> To do
1. From the text about the vanishing crayons, list each purchase of crayons it mentions, with the amount bought and when.
2. Pick up the text about the vanishing crayons after its last sentence and carry it on in the same voice.

> Text segment
====
I was beginning to think that my children were snacking on crayons between meals.
Last August just as school was starting we bought 10 packs of crayolas that were on sale at Wal-mart 4 for $1. I just knew that this surplus of crayons would last us well through the school year...I was wrong.
About Christmas time, as we were ready to make things to decorate the house, I realize that all of the new crayolas are gone.
Every new pack had been emptied and there were only about a half-a-dozen broken crayons in the tub....hmmmm?
After Christmas we restocked with another 5 pack to finish out the school year.
As of last week we were again crayon poor. Where in the world are they going if the kids aren't eating them?!
Over the weekend we bought 5 more boxes of crayons and have them under lock and key...and we didn't bother splurging on our favorite brand. What's the point?! The crayolas don't last any longer around here than the awful ones that are like coloring with a birthday candle, so why spend the money?
====
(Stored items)
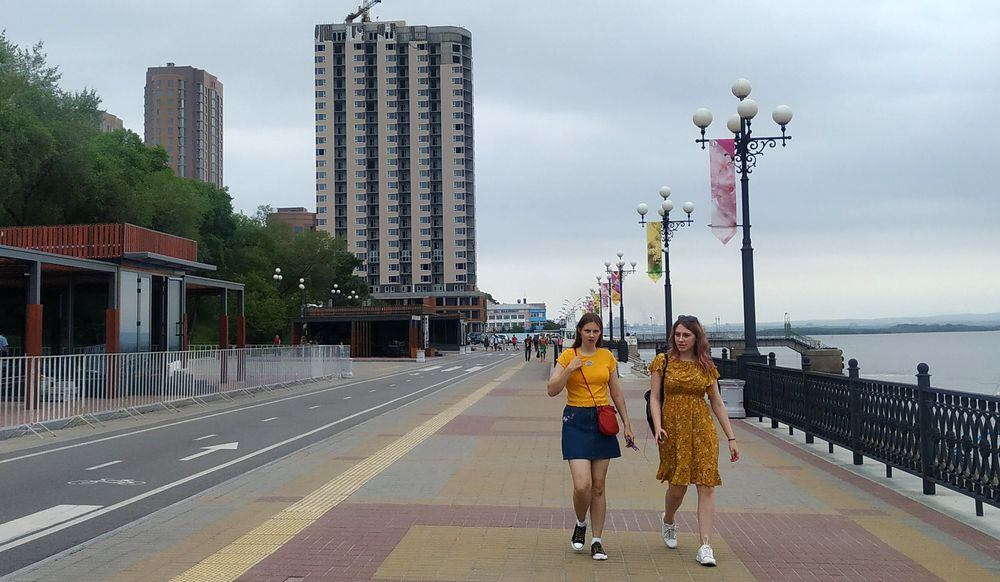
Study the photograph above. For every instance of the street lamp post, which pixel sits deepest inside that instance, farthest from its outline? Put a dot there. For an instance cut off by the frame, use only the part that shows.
(611, 308)
(622, 271)
(666, 233)
(302, 296)
(746, 148)
(600, 295)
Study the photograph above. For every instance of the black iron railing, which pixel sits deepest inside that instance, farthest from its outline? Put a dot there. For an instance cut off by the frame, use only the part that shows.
(944, 437)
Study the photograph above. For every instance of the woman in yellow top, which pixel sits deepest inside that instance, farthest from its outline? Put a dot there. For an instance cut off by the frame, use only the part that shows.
(688, 443)
(587, 372)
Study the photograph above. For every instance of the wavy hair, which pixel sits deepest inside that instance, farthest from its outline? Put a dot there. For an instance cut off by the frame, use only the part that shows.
(588, 318)
(702, 352)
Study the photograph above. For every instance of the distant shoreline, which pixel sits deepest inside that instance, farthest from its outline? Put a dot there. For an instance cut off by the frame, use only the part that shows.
(901, 328)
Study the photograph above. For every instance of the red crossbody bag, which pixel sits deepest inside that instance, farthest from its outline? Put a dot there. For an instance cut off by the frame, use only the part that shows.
(607, 422)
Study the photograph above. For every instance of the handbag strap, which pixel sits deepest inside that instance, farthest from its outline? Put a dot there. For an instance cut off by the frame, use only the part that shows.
(585, 380)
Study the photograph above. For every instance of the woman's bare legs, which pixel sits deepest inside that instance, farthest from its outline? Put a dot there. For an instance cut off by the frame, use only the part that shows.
(706, 511)
(598, 502)
(580, 470)
(672, 502)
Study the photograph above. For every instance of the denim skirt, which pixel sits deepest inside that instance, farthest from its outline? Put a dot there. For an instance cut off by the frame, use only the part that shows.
(582, 439)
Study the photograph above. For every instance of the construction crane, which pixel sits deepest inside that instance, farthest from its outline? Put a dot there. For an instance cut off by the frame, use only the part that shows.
(362, 11)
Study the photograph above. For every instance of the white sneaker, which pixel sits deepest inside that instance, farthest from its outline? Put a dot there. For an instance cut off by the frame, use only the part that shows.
(668, 531)
(705, 556)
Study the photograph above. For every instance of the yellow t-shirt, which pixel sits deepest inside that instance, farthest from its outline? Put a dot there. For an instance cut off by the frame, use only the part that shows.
(597, 368)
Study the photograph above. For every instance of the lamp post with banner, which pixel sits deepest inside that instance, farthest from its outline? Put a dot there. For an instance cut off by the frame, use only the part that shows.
(622, 271)
(667, 229)
(747, 148)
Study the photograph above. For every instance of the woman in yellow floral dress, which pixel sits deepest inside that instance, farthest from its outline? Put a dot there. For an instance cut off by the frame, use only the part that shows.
(688, 443)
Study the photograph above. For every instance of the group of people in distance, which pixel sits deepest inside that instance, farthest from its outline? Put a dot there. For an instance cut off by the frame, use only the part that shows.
(688, 445)
(537, 344)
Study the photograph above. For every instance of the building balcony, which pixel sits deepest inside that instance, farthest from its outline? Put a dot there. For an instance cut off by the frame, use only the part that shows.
(99, 241)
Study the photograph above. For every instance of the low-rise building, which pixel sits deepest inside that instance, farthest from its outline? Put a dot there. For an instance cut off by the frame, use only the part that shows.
(507, 316)
(299, 218)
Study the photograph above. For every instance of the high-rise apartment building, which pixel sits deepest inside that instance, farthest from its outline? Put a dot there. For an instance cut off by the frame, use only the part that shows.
(184, 115)
(394, 157)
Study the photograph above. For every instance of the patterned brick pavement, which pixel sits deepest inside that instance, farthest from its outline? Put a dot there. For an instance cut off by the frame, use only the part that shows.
(486, 496)
(502, 513)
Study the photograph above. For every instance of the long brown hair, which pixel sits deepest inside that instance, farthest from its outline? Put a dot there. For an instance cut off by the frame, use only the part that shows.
(702, 352)
(588, 318)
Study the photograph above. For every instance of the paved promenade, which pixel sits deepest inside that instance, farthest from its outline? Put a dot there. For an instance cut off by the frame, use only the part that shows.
(469, 484)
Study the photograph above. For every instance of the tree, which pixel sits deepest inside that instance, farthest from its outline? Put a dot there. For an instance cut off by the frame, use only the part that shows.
(45, 139)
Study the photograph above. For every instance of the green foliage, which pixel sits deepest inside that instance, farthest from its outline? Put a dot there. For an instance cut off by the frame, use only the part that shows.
(56, 167)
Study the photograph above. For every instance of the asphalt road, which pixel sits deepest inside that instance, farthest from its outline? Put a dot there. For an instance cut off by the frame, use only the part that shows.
(58, 496)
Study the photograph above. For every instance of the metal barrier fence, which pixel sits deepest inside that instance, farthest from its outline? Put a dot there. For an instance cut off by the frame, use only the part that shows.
(49, 389)
(944, 437)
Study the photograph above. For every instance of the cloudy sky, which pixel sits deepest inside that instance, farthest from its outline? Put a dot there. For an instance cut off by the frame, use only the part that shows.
(885, 203)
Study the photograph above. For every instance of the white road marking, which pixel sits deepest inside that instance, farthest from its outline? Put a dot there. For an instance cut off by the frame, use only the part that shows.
(212, 449)
(195, 419)
(42, 519)
(132, 500)
(95, 467)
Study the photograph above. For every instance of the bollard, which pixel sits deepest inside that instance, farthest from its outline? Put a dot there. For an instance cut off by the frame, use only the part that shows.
(926, 435)
(772, 361)
(807, 399)
(854, 407)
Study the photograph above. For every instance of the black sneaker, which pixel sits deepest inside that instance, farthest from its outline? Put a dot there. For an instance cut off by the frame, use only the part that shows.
(579, 537)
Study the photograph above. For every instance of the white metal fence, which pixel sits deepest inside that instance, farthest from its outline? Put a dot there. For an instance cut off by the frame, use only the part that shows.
(47, 389)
====
> Answers per task
1.
- 10 packs of Crayolas, bought last August as school was starting, on sale at Wal-mart for 4 for $1
- Another 5 pack, bought after Christmas to finish out the school year
- 5 more boxes, bought over the weekend and kept under lock and key

2.
I decided that the lost crayons were in another dimension somewhere along with at least one set of keys, my library card, our marriage liscence, and a plethora of missing socks...apperantly a universe that isn't accepting of matching socks as many lonely mates are left to linger in the bottom drawer of my dresser...
but that's a tale for another time.
Today we tackled the children's playroom. I hadn't remembered that there was carpet in there, I hadn't seen it in so long! What a lovely surprise.
My kids are blessed to have an assortment of little tykes type plastic ride on toys in thier playroom from the collection I began to furnish the daycare center I had thought I would be starting a few years ago. Among thier collection is a tug boat, a couple of mind-numbing musical ride ons, a slide and a funky blue rocking horse. As we began to find carpet under the mass of toys and junk, a desire grew to clean out the room and sweep the floor. (Our vacuum recently bit the dust, but again- that's another story...) My dh started lugging the big stuff out when there was a strange rattling from the funky blue horse...
Once upon a time there was a wooden handle piercing "blue's" head where he should have had ears, James discovered that said handle was removable and a handy-dandy makeshift weapon.
It disappeared that very day, but I assure you that was no mystery.
So "blue" was left with a hole in head.
You know where this is going...
To make a long story a bit less long, thus far we have recovered the following items from that funky blue horse:
3 pennies,1 pair of size 3T glow in the dark Dora the Explorer panties (your guess is as good as mine), 1 steel marble, and about 100 crayolas...looks like they were never even used.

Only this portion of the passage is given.